> [Written request A]: From the goat pasture thread, quote the passage starting with "I have three" and going on through "a goat starve!".
> [Written request B]:
Answer these questions using the goat pasture thread:
(i) What were Serina81's goats raised on by their last owner?
(ii) How much hay per day does freemotion give her four goats?
(iii) What food did freemotion's parents try to feed one of her does?
>> BEGIN Document extract
# Goats refuse to eat beautiful pasture



## Serina81 (Apr 24, 2010)

I have three nigerian goats out in a small pasture.  They have so far refused to eat any grass.  They were raised on dry hay with their last owner.  How can I encourage them to eat pasture?


----------



## freemotion (Apr 24, 2010)

Feed them nothing else....I've yet to see a goat starve!


----------



## Serina81 (Apr 24, 2010)

Ooookay!  I've been trying to cut down on the amount of hay they get so that they will be hungry without starving, but I guess I need to go cold turkey with them lol


----------



## freemotion (Apr 24, 2010)

The only caution is to not let them gorge on green, growing stuff when they are used to only hay.  But if they've had access to it for a while, they are probably nibbling.  Maybe you could give them hay overnight, then take it all away in the morning, or something like that.

My gals are getting only one flake per day for four of them, sometimes they don't even finish that.  They used to whine about breakfast in bed, I just told them to get their lazy butts out their and pick their own!  Sheesh!  Now they prefer it and leave the hay.  I do give them some hay if there is a cold rain or heavy downpours all day.


----------



## Serina81 (Apr 24, 2010)

Do you have Nigerian Dwarves?


----------



## Serina81 (Apr 24, 2010)

I was just curious because my three goats go through 2 flakes a week even off pasture.  And we don't get heavy downpours mostly where I am lol!  The middle of the dry hot desert.


----------



## haviris (Apr 24, 2010)

How old are they? Do they see you as a herd member? You could try pretending you are eating it! When I had some kids get sick and have to have hay for the first time I had to put an older goat in w/ them to show them it was ok to eat it.


----------



## freemotion (Apr 24, 2010)

havaris, one of my does does this with me!  Yesterday my parents tried to feed her grapes, and she spit them out.  When I arrived, they told me.  So I showed her a grape, ate it, then gave her one.  She ate it without hesitation!
>> END Document extract
>> BEGIN Listed records
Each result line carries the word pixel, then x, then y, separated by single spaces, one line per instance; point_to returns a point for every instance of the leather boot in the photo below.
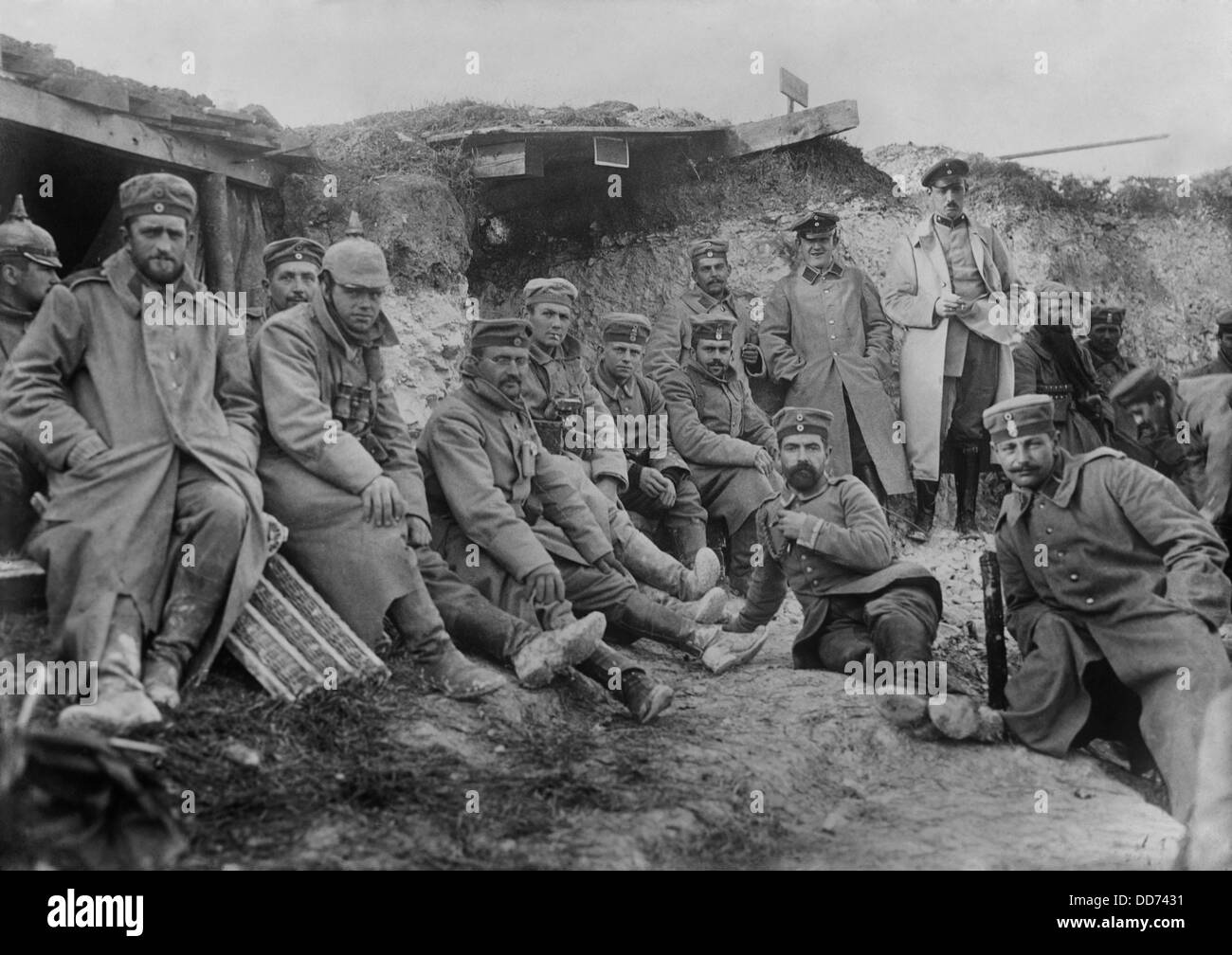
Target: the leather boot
pixel 925 511
pixel 739 567
pixel 689 540
pixel 867 474
pixel 966 486
pixel 719 650
pixel 185 622
pixel 553 651
pixel 711 609
pixel 660 569
pixel 644 696
pixel 121 704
>> END Listed records
> [Task output A]:
I have three nigerian goats out in a small pasture.  They have so far refused to eat any grass.  They were raised on dry hay with their last owner.  How can I encourage them to eat pasture?


----------



## freemotion (Apr 24, 2010)

Feed them nothing else....I've yet to see a goat starve!

> [Task output B]:
(i) Dry hay
(ii) One flake per day
(iii) Grapes